#### Text shown

Here’s another zinger: CO2 is a greenhouse gas, but it’s one of the weakest ones and yet those very same computer models give it a pre-eminent role. In fact the solar energy bands that CO2 ‘traps’ are pretty well caught with our current levels of CO2 which means each bit of extra CO2 has LESS impact than the previous bit. The catastrophic GW models require that additional CO2 will act proportionally to stuff already in the atmosphere. (*A more detailed and somewhat boring explanation follows at the end for those with the stomach for it, heh.)
Let’s not forget that all the catastrophic MMGW computer models have enough fudge factors (to make them fit historical data) that any real predictions based on them are no better than chance and probably slightly worse reading chicken entrails. Once you introduce enough of these fudges, you aren’t really doing science.
==== Boring section ====
* You can think of each greenhouse gas as a ‘net’ that can capture heat/energy. Now, each will only capture energy of a certain bandwidth and, hence, heat up the atmosphere. If you start with NO CO2 and gradually introduce it, the amount of heat captured will be fairly linear (it’s a target rich environment, so to speak). As you get more CO2, each additional bit will capture less and less heat. There’s a natural flattening of the curve as you approach the maximum, so there’s no way you can get ‘out of control’ global warming due to CO2 or, frankly, any other greenhouse gas. The ’science’ that claims the heat captured is linear or even exponentially increasing are so wrong on the face of it as to make you wonder if the authors have any knowledge of science or, to be blunt, scientific ethics.

########
#### Given information

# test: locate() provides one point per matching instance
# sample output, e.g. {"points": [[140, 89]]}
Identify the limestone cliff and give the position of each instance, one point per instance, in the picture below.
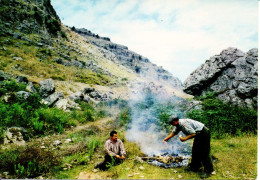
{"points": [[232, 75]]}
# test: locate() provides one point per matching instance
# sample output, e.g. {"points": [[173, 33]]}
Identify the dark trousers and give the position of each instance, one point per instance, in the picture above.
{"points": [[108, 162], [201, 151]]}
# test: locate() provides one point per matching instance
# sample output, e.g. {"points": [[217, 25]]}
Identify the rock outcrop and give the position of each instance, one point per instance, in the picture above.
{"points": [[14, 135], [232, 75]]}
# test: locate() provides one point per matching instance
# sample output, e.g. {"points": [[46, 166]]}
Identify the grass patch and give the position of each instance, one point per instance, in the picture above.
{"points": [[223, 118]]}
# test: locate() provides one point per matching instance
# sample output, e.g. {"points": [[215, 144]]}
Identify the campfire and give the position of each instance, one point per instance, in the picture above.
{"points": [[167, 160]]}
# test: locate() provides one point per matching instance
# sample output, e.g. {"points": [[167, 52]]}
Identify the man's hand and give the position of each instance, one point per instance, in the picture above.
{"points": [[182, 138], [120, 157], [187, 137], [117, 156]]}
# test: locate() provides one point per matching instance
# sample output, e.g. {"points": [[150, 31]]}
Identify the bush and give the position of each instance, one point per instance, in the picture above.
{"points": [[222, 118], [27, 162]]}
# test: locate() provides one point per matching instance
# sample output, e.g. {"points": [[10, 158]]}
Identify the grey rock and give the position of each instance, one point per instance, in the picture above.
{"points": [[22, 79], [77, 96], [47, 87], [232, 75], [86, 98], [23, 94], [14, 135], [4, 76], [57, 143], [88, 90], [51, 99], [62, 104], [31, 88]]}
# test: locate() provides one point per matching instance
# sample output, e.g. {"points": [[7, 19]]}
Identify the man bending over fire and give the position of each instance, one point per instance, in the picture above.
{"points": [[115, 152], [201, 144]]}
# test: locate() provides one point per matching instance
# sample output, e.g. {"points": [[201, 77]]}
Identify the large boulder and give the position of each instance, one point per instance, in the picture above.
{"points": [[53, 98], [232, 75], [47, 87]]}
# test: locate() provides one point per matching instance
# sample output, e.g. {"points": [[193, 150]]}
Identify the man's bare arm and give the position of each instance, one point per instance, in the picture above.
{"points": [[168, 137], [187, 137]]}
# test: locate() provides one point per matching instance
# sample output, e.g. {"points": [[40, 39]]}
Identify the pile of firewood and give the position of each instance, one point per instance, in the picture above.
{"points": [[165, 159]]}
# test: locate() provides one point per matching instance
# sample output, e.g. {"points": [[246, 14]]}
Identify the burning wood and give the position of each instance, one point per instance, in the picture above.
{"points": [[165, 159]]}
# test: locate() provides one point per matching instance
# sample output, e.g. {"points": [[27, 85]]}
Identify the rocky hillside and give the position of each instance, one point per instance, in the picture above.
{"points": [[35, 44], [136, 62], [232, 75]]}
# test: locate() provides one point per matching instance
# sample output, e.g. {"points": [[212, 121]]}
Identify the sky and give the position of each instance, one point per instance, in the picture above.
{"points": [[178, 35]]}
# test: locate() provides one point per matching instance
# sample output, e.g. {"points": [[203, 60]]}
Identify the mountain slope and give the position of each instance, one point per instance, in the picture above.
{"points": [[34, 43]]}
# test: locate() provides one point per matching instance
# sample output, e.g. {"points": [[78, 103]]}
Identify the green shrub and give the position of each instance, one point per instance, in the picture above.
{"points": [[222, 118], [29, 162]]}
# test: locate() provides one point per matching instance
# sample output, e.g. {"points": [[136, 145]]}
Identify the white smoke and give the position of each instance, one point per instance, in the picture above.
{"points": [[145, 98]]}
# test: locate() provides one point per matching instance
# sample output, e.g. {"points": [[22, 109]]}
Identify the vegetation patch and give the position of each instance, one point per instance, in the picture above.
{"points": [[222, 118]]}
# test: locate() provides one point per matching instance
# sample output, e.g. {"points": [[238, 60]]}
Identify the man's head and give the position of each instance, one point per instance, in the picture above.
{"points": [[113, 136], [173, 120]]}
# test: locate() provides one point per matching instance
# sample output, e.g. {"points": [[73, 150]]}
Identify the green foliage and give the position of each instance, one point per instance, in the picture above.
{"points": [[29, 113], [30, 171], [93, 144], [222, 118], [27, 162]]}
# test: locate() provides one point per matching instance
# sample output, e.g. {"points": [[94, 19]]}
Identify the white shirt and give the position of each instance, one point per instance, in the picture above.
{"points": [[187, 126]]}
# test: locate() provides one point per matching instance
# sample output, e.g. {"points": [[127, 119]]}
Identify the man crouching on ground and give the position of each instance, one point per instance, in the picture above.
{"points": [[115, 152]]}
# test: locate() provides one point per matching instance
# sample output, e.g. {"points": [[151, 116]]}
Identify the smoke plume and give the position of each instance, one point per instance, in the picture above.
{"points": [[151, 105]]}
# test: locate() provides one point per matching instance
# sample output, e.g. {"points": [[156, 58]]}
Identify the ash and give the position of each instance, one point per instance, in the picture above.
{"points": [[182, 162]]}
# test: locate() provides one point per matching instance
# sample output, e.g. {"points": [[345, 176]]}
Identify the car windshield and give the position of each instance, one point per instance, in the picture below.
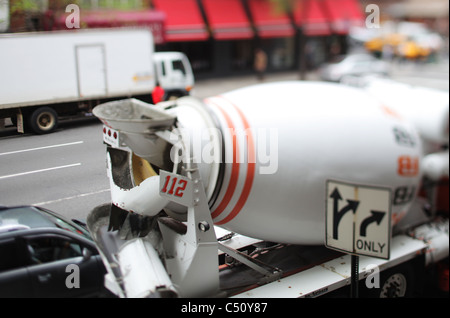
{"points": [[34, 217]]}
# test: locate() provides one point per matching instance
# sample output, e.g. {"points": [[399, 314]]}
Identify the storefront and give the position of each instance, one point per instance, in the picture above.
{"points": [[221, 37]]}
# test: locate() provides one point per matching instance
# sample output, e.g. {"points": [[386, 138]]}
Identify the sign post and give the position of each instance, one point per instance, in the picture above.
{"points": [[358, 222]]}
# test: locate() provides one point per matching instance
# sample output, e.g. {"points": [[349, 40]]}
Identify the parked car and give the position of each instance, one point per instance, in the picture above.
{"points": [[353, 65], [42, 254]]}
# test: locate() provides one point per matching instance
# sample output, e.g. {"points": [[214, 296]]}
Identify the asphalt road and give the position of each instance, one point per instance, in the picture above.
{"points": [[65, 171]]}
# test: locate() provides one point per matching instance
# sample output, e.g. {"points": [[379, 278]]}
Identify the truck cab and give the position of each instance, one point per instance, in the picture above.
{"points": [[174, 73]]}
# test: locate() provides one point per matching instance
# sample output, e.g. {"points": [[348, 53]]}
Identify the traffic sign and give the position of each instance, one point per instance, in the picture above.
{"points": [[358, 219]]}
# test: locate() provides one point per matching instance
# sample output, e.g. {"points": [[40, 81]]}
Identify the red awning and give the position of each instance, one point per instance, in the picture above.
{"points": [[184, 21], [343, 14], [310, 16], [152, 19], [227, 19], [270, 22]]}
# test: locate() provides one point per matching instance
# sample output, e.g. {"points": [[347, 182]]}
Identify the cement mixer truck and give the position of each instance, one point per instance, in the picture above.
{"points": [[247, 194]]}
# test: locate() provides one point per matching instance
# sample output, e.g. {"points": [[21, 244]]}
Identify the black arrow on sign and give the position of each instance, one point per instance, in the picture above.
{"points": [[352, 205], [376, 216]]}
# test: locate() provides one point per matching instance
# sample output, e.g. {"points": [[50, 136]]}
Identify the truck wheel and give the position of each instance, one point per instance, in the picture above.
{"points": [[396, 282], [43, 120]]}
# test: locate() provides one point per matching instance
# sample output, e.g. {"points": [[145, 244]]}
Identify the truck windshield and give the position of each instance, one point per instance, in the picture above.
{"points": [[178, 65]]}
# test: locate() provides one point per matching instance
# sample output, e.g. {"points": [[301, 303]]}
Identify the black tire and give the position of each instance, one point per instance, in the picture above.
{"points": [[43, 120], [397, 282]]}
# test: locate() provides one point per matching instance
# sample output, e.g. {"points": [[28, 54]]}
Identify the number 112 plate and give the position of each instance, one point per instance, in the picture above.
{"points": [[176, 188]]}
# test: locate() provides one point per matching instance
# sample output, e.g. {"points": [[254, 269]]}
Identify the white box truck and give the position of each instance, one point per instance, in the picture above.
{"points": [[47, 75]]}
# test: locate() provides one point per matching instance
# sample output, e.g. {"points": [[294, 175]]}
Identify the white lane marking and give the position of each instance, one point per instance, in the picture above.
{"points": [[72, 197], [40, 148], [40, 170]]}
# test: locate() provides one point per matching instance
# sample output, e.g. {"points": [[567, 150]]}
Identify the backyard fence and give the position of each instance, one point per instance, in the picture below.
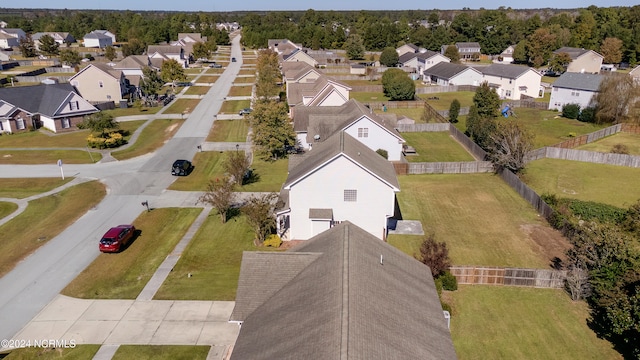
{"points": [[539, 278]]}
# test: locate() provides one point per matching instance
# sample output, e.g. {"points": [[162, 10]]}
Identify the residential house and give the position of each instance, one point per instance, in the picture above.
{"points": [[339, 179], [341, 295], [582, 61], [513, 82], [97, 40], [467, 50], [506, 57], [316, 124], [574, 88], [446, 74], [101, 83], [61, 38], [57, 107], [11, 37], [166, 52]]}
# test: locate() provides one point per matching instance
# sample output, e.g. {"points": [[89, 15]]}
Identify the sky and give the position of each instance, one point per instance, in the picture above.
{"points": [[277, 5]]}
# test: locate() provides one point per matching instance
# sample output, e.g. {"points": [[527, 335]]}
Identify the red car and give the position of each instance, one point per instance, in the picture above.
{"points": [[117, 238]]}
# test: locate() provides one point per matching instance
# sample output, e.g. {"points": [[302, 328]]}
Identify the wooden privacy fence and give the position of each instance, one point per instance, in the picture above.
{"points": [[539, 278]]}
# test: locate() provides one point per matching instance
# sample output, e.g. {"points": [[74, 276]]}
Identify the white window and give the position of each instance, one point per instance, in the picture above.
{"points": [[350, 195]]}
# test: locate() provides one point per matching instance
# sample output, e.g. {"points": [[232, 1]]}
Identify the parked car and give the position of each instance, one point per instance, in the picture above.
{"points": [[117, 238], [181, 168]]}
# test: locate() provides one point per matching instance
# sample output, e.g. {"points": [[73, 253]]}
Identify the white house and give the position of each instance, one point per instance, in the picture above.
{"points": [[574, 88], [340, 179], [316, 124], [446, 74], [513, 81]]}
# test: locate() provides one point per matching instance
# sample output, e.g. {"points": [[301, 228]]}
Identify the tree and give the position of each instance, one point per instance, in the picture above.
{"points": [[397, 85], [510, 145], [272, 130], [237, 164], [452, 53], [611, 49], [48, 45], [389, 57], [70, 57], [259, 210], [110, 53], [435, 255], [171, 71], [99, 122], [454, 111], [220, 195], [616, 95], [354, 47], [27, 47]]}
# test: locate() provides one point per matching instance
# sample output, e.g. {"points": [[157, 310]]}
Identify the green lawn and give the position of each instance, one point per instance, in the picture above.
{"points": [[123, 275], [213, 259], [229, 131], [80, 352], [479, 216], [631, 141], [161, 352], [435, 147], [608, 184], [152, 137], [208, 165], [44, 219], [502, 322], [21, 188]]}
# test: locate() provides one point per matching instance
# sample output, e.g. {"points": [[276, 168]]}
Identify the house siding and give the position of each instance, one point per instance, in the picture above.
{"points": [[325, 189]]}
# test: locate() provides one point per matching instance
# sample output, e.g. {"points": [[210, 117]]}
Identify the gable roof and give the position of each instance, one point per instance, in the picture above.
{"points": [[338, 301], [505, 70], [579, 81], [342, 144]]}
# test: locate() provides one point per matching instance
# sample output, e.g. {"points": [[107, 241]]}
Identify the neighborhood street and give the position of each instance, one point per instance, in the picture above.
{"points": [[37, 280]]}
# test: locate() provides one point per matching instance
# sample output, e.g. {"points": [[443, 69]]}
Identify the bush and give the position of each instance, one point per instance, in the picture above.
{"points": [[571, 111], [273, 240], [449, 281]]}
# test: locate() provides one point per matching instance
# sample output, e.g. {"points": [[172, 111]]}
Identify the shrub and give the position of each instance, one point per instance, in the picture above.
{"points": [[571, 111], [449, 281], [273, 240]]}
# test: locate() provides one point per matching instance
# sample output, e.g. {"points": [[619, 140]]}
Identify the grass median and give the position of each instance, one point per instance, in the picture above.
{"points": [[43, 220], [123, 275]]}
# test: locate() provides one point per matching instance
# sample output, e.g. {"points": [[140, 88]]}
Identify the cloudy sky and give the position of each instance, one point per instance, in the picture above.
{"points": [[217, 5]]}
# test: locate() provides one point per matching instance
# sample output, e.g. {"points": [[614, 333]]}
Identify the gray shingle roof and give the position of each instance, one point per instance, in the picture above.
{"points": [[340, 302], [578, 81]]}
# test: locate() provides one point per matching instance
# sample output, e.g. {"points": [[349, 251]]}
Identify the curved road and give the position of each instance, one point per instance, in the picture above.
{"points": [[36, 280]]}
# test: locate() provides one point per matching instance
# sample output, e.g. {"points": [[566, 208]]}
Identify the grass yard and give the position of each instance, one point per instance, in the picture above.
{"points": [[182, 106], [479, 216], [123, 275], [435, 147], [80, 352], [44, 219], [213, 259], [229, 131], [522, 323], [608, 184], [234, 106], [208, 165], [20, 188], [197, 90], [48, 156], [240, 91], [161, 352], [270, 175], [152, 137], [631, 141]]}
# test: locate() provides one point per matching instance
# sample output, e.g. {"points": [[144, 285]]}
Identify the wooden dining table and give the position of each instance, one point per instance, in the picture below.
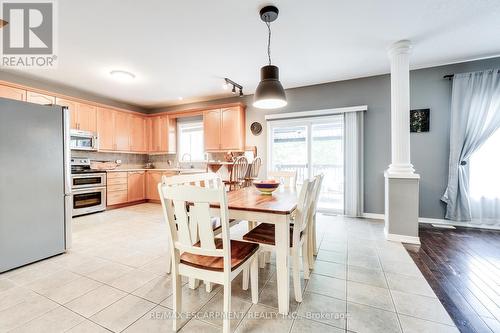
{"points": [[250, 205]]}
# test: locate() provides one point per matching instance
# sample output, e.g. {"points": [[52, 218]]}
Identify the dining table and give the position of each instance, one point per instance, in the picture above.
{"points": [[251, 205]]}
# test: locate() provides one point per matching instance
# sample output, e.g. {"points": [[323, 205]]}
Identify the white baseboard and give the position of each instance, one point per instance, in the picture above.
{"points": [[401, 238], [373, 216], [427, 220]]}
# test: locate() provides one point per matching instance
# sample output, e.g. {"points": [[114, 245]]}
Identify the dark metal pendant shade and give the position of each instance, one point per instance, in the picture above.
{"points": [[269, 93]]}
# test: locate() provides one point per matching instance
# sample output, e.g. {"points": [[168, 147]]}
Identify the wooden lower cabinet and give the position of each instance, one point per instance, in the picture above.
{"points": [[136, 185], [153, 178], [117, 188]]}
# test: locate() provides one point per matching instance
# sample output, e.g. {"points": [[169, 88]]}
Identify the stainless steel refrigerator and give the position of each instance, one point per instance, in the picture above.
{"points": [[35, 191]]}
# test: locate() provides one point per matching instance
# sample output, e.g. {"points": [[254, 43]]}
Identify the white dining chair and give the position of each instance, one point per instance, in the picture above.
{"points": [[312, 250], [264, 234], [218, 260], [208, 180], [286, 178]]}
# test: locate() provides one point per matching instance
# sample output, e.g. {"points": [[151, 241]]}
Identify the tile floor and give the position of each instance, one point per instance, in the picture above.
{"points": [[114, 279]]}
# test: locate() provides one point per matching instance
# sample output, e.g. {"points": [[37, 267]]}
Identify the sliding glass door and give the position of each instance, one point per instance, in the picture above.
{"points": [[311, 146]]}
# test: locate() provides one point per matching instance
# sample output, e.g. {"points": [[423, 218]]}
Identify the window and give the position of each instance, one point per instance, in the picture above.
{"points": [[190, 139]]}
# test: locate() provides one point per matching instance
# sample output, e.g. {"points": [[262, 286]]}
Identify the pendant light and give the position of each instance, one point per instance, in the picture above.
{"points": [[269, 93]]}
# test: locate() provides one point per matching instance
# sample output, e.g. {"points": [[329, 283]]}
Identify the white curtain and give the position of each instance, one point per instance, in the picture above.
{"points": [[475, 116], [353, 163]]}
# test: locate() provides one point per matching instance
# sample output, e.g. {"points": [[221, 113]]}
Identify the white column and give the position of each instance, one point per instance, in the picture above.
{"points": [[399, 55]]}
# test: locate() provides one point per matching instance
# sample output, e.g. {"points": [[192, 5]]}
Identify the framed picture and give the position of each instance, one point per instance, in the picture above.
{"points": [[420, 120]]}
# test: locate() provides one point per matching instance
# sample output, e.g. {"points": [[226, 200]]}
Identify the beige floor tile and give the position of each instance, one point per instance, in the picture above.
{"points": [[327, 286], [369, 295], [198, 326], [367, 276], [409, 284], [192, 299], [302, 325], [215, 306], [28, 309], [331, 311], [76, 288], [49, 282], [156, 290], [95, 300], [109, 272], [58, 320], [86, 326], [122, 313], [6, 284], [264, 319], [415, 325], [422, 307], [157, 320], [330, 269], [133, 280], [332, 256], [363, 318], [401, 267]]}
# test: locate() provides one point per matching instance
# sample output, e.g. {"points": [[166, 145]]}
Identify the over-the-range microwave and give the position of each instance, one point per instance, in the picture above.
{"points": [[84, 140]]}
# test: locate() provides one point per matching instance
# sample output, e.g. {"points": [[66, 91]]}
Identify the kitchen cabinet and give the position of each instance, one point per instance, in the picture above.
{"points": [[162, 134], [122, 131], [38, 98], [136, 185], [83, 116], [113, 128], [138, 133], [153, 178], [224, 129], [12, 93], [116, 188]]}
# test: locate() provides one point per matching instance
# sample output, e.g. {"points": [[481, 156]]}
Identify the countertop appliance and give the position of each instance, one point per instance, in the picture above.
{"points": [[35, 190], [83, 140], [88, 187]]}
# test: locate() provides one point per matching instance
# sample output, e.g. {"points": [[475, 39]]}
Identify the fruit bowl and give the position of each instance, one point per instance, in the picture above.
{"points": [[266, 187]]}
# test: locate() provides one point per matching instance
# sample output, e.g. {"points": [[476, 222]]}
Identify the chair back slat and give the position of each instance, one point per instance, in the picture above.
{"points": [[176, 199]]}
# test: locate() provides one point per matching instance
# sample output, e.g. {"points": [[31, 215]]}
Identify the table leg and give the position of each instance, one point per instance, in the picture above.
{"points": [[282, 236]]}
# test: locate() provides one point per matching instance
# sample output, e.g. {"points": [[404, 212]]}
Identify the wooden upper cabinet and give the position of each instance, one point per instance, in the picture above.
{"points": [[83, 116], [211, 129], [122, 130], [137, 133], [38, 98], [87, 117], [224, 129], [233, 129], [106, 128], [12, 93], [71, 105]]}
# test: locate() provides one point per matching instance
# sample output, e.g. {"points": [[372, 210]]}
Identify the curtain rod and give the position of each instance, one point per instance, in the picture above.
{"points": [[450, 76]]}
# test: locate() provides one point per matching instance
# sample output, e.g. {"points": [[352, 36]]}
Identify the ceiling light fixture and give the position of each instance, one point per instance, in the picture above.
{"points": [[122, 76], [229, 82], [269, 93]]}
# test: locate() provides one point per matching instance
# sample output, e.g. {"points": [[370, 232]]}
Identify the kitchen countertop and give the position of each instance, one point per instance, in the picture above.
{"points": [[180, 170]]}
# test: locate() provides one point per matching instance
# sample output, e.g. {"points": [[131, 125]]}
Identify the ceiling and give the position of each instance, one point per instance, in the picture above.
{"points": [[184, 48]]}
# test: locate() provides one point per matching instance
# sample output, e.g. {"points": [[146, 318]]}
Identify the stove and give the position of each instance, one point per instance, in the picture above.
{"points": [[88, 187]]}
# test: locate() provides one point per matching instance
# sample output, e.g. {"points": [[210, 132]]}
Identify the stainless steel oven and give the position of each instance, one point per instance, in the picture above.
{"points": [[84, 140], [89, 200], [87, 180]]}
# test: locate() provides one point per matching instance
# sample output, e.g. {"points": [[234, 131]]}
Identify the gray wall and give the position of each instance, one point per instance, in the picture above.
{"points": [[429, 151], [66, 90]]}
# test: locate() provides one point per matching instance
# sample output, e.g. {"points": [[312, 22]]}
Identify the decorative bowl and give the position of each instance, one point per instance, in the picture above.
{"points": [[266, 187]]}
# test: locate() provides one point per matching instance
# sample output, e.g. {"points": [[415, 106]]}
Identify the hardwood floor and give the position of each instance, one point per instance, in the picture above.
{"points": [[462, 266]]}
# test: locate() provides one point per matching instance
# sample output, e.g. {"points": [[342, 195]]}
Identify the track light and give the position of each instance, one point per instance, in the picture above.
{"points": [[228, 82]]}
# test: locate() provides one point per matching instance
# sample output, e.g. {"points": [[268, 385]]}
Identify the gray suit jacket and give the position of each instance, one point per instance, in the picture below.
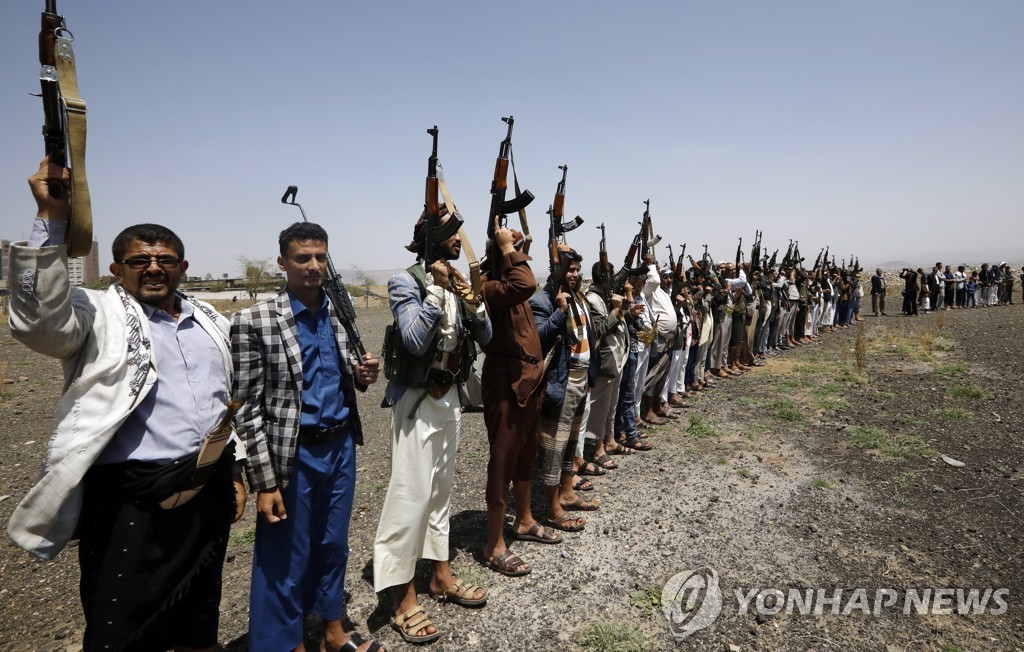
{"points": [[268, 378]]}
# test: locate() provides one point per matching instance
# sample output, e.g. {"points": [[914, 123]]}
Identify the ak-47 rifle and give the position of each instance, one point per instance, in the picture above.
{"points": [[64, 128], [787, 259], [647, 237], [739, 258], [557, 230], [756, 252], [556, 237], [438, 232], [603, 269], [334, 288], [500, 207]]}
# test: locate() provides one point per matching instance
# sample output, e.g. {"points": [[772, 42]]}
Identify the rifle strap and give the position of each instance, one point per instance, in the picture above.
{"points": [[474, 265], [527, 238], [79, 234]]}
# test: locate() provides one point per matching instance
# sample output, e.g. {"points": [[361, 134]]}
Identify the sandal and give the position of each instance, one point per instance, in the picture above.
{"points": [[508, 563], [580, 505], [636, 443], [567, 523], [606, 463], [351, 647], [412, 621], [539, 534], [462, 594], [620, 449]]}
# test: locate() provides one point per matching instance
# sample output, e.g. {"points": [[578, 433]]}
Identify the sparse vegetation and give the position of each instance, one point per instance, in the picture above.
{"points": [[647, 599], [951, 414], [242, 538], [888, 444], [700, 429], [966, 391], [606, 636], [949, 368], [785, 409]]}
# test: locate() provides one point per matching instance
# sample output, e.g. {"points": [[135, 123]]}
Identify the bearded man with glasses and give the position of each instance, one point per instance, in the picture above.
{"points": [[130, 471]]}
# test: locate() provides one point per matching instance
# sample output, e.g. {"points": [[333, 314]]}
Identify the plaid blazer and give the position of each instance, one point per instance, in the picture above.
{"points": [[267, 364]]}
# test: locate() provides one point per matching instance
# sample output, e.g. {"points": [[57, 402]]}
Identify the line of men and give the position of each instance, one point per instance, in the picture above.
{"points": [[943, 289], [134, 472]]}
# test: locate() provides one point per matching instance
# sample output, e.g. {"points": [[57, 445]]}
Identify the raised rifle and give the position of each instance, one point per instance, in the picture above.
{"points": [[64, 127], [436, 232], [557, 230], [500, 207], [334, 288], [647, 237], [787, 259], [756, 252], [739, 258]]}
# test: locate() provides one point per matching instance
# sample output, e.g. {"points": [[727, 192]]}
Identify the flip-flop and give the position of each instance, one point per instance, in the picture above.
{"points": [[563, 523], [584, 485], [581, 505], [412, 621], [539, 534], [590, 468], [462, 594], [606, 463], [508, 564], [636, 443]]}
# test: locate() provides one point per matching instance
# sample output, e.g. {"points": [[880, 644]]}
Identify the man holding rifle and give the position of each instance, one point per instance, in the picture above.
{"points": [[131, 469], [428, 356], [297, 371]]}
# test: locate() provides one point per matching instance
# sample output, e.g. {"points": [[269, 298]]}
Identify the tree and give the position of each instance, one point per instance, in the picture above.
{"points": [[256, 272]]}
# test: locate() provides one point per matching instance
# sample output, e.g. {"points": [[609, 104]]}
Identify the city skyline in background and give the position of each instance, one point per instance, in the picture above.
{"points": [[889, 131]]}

########

= Problem requirements =
Reproduce word for word the stretch of the CO2 text above that opens with the words containing "Here’s another zinger: CO2" and closes with "really doing science.".

= Answer to the problem =
Here’s another zinger: CO2 is a greenhouse gas, but it’s one of the weakest ones and yet those very same computer models give it a pre-eminent role. In fact the solar energy bands that CO2 ‘traps’ are pretty well caught with our current levels of CO2 which means each bit of extra CO2 has LESS impact than the previous bit. The catastrophic GW models require that additional CO2 will act proportionally to stuff already in the atmosphere. (*A more detailed and somewhat boring explanation follows at the end for those with the stomach for it, heh.)
Let’s not forget that all the catastrophic MMGW computer models have enough fudge factors (to make them fit historical data) that any real predictions based on them are no better than chance and probably slightly worse reading chicken entrails. Once you introduce enough of these fudges, you aren’t really doing science.